**Your instructions**
Return the following from the records below: each line, word for word, starting with the line that contains "box: [751, 289, 862, 471]" and going on through the line that contains "299L770 336L774 312L830", with nothing outside that range.

==== Material supplied

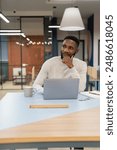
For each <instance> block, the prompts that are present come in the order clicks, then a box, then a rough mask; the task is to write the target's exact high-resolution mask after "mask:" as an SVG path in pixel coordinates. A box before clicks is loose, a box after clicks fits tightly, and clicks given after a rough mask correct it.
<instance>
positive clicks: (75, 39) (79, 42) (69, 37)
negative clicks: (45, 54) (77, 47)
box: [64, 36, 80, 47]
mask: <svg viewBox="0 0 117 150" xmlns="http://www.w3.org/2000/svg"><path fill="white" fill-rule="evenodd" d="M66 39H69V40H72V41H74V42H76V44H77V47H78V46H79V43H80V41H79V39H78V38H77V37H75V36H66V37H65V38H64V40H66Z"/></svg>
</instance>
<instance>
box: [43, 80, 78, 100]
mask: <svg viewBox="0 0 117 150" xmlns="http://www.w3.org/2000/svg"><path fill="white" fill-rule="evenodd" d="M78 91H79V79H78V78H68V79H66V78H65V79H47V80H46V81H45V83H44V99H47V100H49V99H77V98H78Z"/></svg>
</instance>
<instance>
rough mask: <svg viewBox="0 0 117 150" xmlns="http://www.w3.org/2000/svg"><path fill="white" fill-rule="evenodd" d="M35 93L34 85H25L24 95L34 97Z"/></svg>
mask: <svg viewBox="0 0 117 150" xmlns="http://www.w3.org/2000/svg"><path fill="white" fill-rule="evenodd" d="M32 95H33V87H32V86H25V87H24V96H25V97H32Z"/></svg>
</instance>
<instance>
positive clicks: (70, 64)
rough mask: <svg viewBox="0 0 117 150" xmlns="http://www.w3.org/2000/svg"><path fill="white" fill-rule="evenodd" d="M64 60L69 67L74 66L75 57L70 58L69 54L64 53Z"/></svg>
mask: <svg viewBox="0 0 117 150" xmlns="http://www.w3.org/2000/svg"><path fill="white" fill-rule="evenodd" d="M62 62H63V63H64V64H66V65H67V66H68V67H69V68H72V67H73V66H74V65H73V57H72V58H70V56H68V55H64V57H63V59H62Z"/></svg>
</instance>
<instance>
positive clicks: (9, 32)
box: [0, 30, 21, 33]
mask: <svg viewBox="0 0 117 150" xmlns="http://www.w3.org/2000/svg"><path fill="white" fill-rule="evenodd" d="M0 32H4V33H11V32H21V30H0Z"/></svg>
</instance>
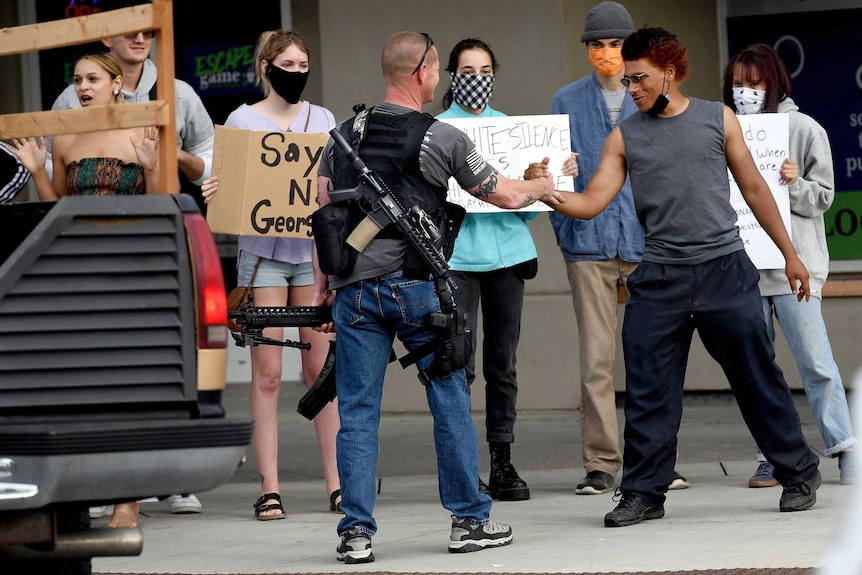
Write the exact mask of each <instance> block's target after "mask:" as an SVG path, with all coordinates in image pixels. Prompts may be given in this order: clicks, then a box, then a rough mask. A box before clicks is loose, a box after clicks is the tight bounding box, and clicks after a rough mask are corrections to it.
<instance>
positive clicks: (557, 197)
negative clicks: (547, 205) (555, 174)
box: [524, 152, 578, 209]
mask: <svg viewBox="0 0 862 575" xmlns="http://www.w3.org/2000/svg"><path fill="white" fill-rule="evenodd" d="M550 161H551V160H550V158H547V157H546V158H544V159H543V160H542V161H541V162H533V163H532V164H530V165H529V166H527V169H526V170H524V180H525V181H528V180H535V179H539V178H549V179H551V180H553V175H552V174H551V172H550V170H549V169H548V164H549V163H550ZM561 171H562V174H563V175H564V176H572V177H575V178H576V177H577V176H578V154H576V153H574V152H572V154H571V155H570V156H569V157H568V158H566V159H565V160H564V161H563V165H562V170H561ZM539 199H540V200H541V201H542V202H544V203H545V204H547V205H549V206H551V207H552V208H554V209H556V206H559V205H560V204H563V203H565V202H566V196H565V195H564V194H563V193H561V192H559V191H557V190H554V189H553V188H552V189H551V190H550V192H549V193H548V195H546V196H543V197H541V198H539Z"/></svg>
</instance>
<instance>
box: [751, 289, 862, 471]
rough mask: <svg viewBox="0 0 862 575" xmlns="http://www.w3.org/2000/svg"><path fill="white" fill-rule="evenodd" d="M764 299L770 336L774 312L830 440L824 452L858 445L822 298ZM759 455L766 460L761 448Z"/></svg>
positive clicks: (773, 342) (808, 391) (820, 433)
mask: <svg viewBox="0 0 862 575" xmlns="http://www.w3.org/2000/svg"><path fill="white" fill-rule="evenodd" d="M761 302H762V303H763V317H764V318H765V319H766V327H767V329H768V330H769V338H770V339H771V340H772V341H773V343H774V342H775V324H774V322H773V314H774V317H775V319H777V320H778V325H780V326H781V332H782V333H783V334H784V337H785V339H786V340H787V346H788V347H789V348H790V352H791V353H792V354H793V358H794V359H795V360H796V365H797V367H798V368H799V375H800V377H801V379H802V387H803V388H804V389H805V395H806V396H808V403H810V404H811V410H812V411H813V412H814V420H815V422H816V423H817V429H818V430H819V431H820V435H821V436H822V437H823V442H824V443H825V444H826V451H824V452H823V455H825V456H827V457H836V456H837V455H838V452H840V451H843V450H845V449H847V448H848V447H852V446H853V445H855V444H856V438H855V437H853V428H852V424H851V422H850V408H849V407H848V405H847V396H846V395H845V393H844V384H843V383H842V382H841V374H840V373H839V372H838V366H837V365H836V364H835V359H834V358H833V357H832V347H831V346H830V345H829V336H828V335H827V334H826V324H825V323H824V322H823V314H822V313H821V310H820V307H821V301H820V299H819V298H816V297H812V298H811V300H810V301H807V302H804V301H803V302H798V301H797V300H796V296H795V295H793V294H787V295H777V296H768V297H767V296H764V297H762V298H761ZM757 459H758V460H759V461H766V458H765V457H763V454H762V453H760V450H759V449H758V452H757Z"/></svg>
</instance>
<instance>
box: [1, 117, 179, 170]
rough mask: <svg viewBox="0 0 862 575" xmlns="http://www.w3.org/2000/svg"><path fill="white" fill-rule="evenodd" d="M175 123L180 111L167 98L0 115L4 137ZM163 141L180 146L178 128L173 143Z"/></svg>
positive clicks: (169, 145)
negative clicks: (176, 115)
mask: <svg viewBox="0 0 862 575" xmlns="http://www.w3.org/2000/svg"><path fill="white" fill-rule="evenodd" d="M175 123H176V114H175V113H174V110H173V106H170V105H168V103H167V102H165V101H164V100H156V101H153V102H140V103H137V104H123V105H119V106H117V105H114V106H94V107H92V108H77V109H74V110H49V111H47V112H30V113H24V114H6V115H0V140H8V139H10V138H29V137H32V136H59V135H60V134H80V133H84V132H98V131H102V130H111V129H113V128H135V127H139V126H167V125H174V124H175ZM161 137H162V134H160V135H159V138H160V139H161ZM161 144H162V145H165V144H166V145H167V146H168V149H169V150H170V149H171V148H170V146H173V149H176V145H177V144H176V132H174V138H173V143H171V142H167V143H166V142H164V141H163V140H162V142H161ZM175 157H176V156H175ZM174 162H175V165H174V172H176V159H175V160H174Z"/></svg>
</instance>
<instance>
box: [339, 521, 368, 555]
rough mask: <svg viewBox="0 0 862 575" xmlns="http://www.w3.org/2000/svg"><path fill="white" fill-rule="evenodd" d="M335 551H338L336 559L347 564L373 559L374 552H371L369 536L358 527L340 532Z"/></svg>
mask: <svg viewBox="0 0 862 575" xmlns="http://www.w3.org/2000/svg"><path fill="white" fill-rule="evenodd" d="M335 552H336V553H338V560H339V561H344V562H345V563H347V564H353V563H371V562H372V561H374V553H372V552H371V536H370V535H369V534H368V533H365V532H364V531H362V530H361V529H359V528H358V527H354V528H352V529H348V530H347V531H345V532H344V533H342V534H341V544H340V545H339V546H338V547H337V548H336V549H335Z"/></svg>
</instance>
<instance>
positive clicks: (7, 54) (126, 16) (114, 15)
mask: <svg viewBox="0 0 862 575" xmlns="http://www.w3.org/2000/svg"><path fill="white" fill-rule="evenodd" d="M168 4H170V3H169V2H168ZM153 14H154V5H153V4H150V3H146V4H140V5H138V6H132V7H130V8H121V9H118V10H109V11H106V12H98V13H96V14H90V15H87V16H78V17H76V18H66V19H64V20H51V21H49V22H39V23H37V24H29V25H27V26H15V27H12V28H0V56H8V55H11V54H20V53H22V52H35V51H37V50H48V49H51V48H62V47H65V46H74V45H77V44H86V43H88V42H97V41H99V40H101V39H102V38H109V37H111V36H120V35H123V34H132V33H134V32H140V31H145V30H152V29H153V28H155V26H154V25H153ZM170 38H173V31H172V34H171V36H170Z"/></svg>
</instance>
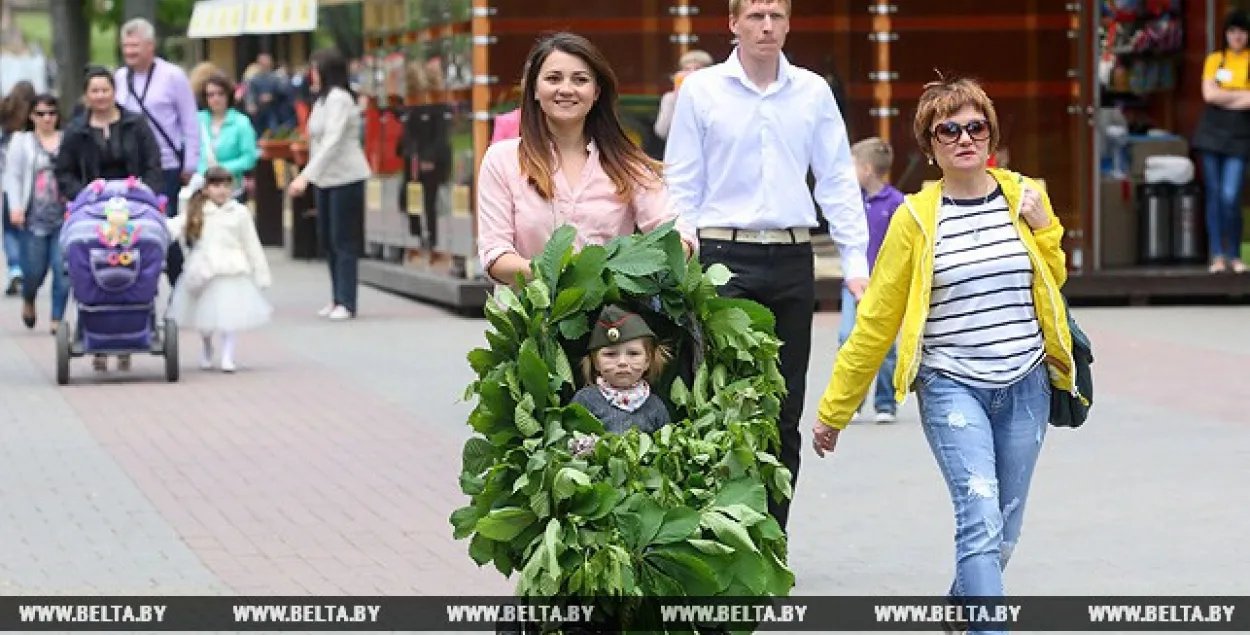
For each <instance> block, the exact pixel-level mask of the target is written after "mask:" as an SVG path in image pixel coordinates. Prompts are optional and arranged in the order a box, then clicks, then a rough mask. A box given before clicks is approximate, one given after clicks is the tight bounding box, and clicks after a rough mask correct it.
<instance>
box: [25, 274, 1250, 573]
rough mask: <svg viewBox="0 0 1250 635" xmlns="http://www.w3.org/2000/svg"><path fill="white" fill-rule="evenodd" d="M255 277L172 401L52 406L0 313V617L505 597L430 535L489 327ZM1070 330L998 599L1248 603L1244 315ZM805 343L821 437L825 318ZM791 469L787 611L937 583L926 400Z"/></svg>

========
==== Material supplied

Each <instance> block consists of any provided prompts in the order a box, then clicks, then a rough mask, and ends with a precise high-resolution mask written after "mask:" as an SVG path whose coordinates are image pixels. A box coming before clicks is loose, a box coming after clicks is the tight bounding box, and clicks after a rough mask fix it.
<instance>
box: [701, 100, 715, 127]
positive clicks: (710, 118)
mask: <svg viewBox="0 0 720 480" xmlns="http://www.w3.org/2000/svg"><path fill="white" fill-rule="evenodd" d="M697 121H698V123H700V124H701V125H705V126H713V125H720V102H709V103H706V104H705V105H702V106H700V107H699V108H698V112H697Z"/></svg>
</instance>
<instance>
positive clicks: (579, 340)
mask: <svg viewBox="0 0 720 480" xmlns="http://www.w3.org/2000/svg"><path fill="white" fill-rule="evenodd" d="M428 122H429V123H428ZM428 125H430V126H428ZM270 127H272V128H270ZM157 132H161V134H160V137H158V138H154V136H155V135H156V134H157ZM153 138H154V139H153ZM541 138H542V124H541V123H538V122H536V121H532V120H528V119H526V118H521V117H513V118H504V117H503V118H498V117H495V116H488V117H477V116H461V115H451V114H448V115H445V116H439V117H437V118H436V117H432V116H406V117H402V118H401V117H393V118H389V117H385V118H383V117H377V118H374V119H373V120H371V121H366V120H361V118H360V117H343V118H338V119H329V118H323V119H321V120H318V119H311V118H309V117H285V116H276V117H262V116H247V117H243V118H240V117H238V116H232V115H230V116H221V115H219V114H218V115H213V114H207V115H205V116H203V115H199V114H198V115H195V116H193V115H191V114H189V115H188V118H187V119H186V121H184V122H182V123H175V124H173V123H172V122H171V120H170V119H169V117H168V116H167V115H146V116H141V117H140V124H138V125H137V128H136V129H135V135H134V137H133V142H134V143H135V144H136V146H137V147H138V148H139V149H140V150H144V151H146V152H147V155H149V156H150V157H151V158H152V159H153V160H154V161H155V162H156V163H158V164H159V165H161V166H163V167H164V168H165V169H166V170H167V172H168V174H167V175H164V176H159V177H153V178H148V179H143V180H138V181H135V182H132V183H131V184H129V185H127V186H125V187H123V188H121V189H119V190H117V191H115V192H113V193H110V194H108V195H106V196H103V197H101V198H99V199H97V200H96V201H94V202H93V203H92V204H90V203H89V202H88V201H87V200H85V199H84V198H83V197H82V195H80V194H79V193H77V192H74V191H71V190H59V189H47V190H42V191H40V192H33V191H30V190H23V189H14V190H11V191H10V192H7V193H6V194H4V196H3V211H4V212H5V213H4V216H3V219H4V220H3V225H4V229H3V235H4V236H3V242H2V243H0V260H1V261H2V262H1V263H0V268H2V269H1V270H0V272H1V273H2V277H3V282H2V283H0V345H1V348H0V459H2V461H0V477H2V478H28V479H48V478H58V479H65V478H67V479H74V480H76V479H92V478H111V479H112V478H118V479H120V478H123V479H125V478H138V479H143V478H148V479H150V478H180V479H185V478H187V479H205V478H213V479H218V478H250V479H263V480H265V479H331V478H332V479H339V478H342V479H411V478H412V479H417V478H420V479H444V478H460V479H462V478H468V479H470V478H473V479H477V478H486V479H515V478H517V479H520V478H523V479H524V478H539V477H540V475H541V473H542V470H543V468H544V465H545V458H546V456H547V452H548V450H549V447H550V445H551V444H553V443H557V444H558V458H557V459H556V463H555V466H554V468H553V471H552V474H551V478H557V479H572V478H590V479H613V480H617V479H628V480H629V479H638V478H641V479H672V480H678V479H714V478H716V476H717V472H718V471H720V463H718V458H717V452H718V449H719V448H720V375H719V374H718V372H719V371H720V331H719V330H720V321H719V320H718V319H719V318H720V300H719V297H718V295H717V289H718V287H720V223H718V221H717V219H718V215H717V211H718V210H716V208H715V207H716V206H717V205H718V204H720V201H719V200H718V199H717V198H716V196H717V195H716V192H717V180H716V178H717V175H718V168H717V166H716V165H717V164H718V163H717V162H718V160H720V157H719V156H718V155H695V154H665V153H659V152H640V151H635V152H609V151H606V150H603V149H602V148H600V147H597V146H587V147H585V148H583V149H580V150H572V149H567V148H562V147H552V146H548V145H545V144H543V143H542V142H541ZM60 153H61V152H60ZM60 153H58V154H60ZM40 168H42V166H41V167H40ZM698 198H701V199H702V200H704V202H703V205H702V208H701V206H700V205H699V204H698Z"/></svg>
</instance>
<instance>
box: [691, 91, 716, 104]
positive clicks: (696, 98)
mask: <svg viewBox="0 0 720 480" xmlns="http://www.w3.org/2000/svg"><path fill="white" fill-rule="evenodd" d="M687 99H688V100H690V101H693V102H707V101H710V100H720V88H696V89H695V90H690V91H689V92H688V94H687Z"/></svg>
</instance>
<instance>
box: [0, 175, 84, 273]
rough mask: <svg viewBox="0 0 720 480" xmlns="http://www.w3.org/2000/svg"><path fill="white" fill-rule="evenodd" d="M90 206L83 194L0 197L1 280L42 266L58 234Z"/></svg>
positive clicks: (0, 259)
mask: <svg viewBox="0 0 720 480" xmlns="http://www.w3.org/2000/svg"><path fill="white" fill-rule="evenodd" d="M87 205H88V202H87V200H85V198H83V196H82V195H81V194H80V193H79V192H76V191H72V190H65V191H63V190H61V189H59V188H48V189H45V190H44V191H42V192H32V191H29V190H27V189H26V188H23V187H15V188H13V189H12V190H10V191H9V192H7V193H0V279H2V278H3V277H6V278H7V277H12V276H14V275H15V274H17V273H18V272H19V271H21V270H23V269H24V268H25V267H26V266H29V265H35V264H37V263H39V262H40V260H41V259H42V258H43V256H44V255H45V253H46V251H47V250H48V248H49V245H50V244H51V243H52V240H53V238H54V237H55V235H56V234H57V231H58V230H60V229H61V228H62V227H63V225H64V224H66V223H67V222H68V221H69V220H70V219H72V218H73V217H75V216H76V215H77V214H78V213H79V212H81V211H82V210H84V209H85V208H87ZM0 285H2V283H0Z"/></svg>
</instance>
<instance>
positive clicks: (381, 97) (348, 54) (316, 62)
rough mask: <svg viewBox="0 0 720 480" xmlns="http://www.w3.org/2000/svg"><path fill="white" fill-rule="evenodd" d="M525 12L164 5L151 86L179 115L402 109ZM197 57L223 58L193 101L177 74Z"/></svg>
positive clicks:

========

**Solution to the exercise**
box: [751, 289, 862, 471]
rough mask: <svg viewBox="0 0 862 575" xmlns="http://www.w3.org/2000/svg"><path fill="white" fill-rule="evenodd" d="M764 299L770 336L774 312L830 440L824 452L858 445L822 298ZM759 455L766 460L761 448Z"/></svg>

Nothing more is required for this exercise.